-------- Supplied material

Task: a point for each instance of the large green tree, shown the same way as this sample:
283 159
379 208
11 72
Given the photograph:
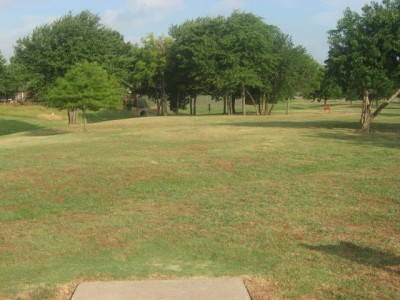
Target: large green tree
52 49
364 55
2 75
193 59
149 70
239 57
86 86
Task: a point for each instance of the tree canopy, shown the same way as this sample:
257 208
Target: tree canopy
86 86
228 57
364 55
52 49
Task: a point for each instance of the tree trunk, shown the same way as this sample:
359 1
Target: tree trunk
72 113
158 107
270 110
288 106
229 105
366 116
385 103
225 104
84 119
243 100
256 108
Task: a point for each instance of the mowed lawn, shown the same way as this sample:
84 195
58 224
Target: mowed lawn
302 206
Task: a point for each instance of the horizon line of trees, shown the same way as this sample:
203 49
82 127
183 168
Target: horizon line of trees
235 57
228 58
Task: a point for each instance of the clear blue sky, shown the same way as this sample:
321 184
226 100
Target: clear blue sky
306 21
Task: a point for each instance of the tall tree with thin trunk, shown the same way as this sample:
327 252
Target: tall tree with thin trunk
86 86
53 49
364 55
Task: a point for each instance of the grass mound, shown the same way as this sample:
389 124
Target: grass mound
301 206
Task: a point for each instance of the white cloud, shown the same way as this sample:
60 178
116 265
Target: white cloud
9 37
140 6
142 17
227 6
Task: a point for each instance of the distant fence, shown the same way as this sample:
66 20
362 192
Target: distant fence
17 103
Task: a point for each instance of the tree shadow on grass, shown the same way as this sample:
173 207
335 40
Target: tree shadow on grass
46 132
322 124
108 115
12 126
382 134
362 255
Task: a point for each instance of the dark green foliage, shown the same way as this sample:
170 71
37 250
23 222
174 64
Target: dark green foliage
365 50
224 57
52 49
86 86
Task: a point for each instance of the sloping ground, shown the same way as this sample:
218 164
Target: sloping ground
301 206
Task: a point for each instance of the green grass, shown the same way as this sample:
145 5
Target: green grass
304 202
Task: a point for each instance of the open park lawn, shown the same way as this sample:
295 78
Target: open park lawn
302 206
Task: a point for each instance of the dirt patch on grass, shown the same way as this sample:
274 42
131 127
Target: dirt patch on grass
261 289
49 117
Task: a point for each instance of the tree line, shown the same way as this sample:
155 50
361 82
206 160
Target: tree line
239 57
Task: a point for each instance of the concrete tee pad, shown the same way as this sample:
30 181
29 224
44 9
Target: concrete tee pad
190 289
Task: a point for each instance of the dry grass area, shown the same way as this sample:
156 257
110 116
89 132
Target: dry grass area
301 206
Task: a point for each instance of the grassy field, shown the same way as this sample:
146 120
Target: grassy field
302 206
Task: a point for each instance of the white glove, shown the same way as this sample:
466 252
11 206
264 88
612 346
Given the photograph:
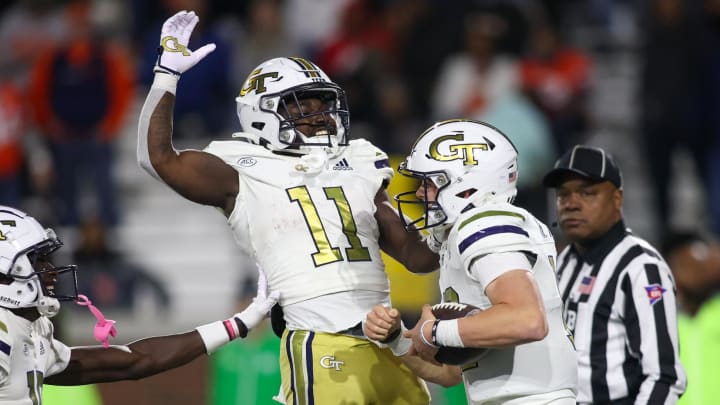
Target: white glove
174 57
259 309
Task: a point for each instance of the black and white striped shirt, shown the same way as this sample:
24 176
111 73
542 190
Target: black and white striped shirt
620 304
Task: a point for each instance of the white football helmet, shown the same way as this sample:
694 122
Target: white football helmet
470 162
26 276
273 100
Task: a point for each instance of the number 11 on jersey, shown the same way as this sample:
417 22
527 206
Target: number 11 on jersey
326 253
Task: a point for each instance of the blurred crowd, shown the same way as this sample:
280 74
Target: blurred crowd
71 70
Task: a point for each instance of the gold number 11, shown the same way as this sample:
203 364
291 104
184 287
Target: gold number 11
326 253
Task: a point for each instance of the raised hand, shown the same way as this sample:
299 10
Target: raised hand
174 57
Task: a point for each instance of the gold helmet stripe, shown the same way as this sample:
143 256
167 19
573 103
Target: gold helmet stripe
308 67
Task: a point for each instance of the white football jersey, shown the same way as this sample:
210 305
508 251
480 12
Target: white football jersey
540 367
28 354
309 221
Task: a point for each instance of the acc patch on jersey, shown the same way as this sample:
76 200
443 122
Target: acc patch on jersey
654 292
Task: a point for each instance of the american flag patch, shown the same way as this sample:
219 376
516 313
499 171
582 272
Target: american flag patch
586 285
654 292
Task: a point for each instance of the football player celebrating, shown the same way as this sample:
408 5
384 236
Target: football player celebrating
309 204
495 256
30 356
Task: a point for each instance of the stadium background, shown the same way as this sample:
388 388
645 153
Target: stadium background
390 56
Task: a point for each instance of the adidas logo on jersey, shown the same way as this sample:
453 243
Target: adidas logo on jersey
342 165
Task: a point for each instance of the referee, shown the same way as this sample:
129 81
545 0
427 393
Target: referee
618 292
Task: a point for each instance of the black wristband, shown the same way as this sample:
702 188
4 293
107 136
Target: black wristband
434 332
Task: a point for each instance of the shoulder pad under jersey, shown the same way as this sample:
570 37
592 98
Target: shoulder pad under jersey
492 229
233 152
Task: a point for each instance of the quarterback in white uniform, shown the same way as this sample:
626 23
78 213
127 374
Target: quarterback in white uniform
493 255
308 204
30 356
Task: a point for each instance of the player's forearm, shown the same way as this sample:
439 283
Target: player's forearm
158 354
154 148
139 359
503 325
420 259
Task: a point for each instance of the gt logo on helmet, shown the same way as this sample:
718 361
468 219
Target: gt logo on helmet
465 151
256 81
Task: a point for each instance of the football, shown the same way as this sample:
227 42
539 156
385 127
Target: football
456 356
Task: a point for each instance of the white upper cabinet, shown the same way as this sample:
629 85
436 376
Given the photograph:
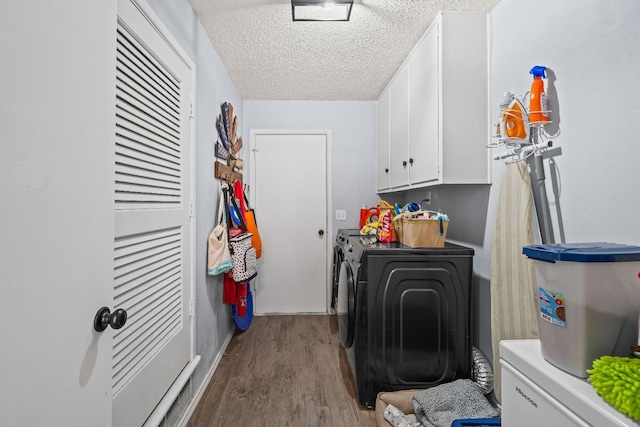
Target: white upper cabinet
382 147
399 128
437 108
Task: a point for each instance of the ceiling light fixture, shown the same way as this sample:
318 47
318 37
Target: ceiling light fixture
321 10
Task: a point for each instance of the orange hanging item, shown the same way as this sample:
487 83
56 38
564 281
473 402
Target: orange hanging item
538 105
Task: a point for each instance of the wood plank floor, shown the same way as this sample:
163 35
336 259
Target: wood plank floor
283 371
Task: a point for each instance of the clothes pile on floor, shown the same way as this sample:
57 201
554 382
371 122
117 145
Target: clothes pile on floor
438 406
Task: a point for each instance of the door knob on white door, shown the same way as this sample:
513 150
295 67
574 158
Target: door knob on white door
105 318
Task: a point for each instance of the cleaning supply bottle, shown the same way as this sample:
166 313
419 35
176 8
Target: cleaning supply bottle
538 106
504 103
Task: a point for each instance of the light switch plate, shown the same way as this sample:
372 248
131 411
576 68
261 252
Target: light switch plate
427 198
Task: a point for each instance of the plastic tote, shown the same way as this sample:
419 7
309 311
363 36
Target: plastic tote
588 296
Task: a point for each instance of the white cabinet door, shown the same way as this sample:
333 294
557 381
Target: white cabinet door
399 125
424 111
439 122
382 147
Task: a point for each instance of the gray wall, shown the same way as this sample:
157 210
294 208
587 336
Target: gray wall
213 87
353 132
593 50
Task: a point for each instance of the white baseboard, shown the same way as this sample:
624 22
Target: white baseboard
196 399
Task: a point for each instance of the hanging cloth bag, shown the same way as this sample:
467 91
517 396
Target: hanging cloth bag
218 254
243 255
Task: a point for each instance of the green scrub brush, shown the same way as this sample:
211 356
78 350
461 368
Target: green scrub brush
617 380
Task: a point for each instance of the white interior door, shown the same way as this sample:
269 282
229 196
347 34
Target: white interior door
289 194
153 193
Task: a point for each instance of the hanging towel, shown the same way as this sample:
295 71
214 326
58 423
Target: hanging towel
513 289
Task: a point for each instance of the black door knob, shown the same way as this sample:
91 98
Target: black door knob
105 318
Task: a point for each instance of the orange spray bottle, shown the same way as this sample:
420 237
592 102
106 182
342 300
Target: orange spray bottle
538 106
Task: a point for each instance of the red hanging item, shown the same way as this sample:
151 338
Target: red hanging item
239 192
241 305
229 291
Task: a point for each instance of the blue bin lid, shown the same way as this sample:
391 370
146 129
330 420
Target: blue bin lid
583 252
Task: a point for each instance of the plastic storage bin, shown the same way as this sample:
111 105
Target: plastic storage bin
588 301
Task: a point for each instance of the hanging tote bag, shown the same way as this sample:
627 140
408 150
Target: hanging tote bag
218 254
249 219
229 290
243 256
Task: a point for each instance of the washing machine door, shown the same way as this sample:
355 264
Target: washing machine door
346 305
338 258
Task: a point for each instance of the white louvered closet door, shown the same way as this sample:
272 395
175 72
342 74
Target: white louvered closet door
152 217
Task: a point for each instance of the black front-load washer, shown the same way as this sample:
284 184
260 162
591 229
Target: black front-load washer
338 258
404 315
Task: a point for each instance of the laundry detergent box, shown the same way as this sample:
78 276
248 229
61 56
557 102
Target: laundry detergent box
588 299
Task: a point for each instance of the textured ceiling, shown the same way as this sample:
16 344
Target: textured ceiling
270 57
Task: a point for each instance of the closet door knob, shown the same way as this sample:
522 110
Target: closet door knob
104 318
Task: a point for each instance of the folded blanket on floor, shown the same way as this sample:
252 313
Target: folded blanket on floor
441 405
397 418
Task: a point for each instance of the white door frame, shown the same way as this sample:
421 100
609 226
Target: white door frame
329 186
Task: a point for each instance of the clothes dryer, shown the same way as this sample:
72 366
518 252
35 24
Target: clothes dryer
404 315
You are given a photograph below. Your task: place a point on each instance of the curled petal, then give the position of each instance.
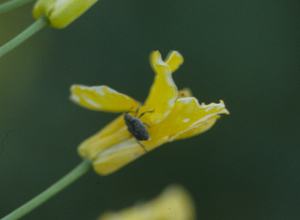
(102, 98)
(163, 92)
(61, 13)
(174, 60)
(183, 93)
(187, 114)
(174, 203)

----------------

Task directions
Restate word for word, please, the line containing "Task: a point for each instance of the textured" and all lines after it through the end of the material; the pictures do not belong in the copy.

Correct output
Task: a point for each instance of the textured ceiling, shown the same way as this sample:
16 344
Target: textured ceiling
270 57
Task: a point for each instance of the closet door knob, shown the same way as this sample:
522 110
Target: closet door knob
104 318
Task: a point for each instance of the folded blanket on floor, shown the same way as this sample:
252 313
Target: folded blanket on floor
441 405
397 418
Task: a point for each instance of the white door frame, shown the same way as this sample:
421 100
609 226
Target: white door frame
329 186
Task: a point for each instance of the clothes dryer, shown the same way as this sample:
72 366
518 252
35 24
Target: clothes dryer
404 315
You are given a photograph below. Your task: place a point on each instance of the curled petal, then give the position of each instance.
(102, 98)
(163, 92)
(61, 13)
(174, 60)
(183, 93)
(187, 114)
(174, 203)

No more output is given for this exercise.